■ Problems to solve ■
(a) In the excerpt on predator responses, what does Figure 1.11 provide data to support?
(b) Summarize the excerpt on predator responses in two sentences.
(c) Write the next part of the excerpt on predator responses, picking up after its final sentence.

■ Page excerpt ■
------------

Match the predator responses shown in Figure \(1.10\) with the descriptions given below
- As a predator, I get satiated and cannot keep eating more and more prey.
- I can hardly find the prey when the prey density is low, but I also get satiated at high prey density.
- The more prey there is, the more I can eat.
Hint: One of the curves “looks like a straight line" (so which function here is linear?). One of the choices is a power function. (Will it fit any of the other curves? why or why not?). Now consider the saturating curves and use our description of rational functions in Section 1.5 to select appropriate formulae for these functions.
Based on Figure 1.10, match the predator responses to functions shown below.
\[\begin{aligned} & P_{1}(x)=k x, \\ & P_{2}(x)=K \frac{x}{a+x}, \\ & P_{3}(x)=K x^{n}, \quad n \geq 2 \\ & P_{4}(x)=K \frac{x^{n}}{a^{n}+x^{n}}, \quad n \geq 2 \end{aligned} \nonumber \]
The generality of mathematics allows us to adapt concepts we studied in one setting (enzyme biochemistry) to an apparently new topic (behavior of predators).
A ladybug eating aphids
Here we use ideas developed so far to address a problem in population growth and biological control.
See this short video explanation of the ladybug Type III predator response to its aphid prey.
Ladybugs are predators that love to eat aphids (their prey). Figure \(1.11\) provides data \(^{1}\) that supports the idea that ladybugs are type 3 predators.
Let \(x=\) the number of aphids in some unit area (i.e., the density of the prey). Then the number of aphids eaten by a ladybug per unit time in that unit area will be called the predation rate and denoted \(P(x)\). The predation rate usually depends on the prey density, and we approximate that dependence by
\[P(x)=K \frac{x^{n}}{a^{n}+x^{n}}, \text { where } K, a>0 . \nonumber \]
Here we consider the case that \(n=2\). The aphids reproduce at a rate proportional to their number, so that the growth rate of the aphid population \(G\) (number of new aphids per hour) is
\[G(x)=r x \quad \text { where } \quad r>0 . \nonumber \]
- For what aphid population density \(x\) does the predation rate exactly balance the aphid population growth rate?

------------

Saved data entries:
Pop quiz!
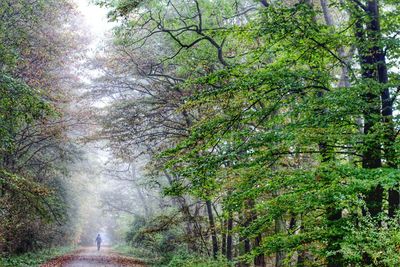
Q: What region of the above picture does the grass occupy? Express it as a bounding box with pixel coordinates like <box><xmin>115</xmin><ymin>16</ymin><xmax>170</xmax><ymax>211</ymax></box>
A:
<box><xmin>0</xmin><ymin>246</ymin><xmax>76</xmax><ymax>267</ymax></box>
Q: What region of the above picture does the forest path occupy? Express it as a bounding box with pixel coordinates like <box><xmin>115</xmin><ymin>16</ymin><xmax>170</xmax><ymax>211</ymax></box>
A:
<box><xmin>40</xmin><ymin>247</ymin><xmax>145</xmax><ymax>267</ymax></box>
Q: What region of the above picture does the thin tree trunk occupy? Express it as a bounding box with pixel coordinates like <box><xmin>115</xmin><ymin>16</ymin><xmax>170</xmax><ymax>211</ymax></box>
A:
<box><xmin>226</xmin><ymin>215</ymin><xmax>233</xmax><ymax>261</ymax></box>
<box><xmin>206</xmin><ymin>200</ymin><xmax>218</xmax><ymax>258</ymax></box>
<box><xmin>275</xmin><ymin>217</ymin><xmax>286</xmax><ymax>267</ymax></box>
<box><xmin>221</xmin><ymin>219</ymin><xmax>228</xmax><ymax>256</ymax></box>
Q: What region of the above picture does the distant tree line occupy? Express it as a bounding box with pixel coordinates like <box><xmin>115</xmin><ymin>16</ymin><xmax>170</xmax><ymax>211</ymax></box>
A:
<box><xmin>0</xmin><ymin>0</ymin><xmax>81</xmax><ymax>256</ymax></box>
<box><xmin>92</xmin><ymin>0</ymin><xmax>400</xmax><ymax>267</ymax></box>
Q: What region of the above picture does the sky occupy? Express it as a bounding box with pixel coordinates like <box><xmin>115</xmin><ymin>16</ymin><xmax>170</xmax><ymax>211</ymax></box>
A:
<box><xmin>74</xmin><ymin>0</ymin><xmax>113</xmax><ymax>47</ymax></box>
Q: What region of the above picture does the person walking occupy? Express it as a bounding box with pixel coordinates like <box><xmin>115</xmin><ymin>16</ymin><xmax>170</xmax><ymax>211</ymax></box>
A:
<box><xmin>96</xmin><ymin>234</ymin><xmax>101</xmax><ymax>251</ymax></box>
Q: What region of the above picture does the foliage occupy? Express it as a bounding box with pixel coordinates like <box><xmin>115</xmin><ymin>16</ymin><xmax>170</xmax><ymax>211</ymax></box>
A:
<box><xmin>0</xmin><ymin>247</ymin><xmax>75</xmax><ymax>267</ymax></box>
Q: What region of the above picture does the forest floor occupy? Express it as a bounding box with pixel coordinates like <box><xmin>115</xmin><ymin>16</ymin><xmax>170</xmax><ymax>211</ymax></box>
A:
<box><xmin>40</xmin><ymin>247</ymin><xmax>146</xmax><ymax>267</ymax></box>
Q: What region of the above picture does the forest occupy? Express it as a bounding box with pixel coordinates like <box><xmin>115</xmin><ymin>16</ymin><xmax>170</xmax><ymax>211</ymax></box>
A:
<box><xmin>0</xmin><ymin>0</ymin><xmax>400</xmax><ymax>267</ymax></box>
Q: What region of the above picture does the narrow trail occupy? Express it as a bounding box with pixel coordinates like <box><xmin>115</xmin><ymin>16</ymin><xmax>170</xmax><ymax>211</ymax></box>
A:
<box><xmin>40</xmin><ymin>247</ymin><xmax>145</xmax><ymax>267</ymax></box>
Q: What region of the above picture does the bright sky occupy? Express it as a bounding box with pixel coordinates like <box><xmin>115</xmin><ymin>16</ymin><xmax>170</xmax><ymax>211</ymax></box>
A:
<box><xmin>74</xmin><ymin>0</ymin><xmax>113</xmax><ymax>46</ymax></box>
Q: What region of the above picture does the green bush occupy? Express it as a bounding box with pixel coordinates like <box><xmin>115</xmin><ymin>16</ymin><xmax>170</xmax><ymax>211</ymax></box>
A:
<box><xmin>0</xmin><ymin>247</ymin><xmax>75</xmax><ymax>267</ymax></box>
<box><xmin>167</xmin><ymin>250</ymin><xmax>230</xmax><ymax>267</ymax></box>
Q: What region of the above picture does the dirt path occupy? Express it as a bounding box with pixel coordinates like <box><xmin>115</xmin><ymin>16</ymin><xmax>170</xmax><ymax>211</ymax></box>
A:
<box><xmin>40</xmin><ymin>247</ymin><xmax>145</xmax><ymax>267</ymax></box>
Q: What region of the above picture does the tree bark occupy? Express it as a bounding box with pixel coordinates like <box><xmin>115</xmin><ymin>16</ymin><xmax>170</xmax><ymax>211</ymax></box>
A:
<box><xmin>275</xmin><ymin>216</ymin><xmax>286</xmax><ymax>267</ymax></box>
<box><xmin>226</xmin><ymin>215</ymin><xmax>233</xmax><ymax>261</ymax></box>
<box><xmin>206</xmin><ymin>200</ymin><xmax>218</xmax><ymax>259</ymax></box>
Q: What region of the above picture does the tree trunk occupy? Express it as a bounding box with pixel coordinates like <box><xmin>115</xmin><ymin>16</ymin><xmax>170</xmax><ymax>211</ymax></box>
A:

------------

■ Results in order ■
(a) The idea that ladybugs are type 3 predators.

(b) The excerpt asks readers to match the predator responses in Figure 1.10 with verbal descriptions and with the functions kx, Kx/(a+x), Kx^n, and Kx^n/(a^n+x^n), and it notes that mathematics lets concepts from enzyme biochemistry be applied to predator behavior. It then turns to ladybugs eating aphids, modeling the predation rate as P(x) = Kx^n/(a^n+x^n) with n = 2 and the aphid growth rate as G(x) = rx.

(c)
- Are there situations where the predation rate cannot match the growth rate? Explain your results in terms of the constants \(K, a, r\).
(a) The wording "the predation rate exactly balances the reproduction rate" means that the two functions \(P(x)\) and \(G(x)\) are exactly equal. Hence, to solve this problem, equate \(P(x)=G(x)\) and determine the value of \(x\) (i.e., the number of aphids) at which this equality holds. You will find that one solution to this equation is \(x=0\). But if \(x \neq 0\), you can cancel one factor of \(x\) from both sides and rearrange the equation to obtain a quadratic equation whose solution can be written down (in terms of the positive constants \(K, r, a)\).
(b) The solution you find in (a) is only a real number (i.e. a real solution exists) if the discriminant (quantity inside the square-root) is positive. Determine when this situation can occur and interpret your answer in terms of the aphid and ladybugs.
Hint: Recall that a quadratic equation \(a x^2+b x+c=0\) has roots \(x=\frac{-b \pm \sqrt{b^2-4 a c}}{2 a}\). These roots are real provided \(b^2-4 a c \geq 0\).
The solution to this problem is based on solving a quadratic equation, and so, relies on the fact that we chose the value \(n=2\) in the predation rate. What happens if \(n>2\) ? How do we solve the same kind of problem if \(n=3,4\) etc? We return to this issue, and develop an approximate technique (Newton’s method) in a later chapter. \({ }^{1}\) MP Hassell, JH Lawton, and JR Beddington. Sigmoid functional responses by invertebrate predators and parasitoids. The Journal of Animal Ecology, 46(1):249-262, 1977
Use the sliders to manipulate the predation constants \(K, a\) and the aphid growth rate parameter \(r\). How many solutions are there to \(P(x)=G(x)\) ? Show that for some parameter values, there is only a trivial solution at \(x=0\). Make a connection between this observation and part (b) of Example 1.3.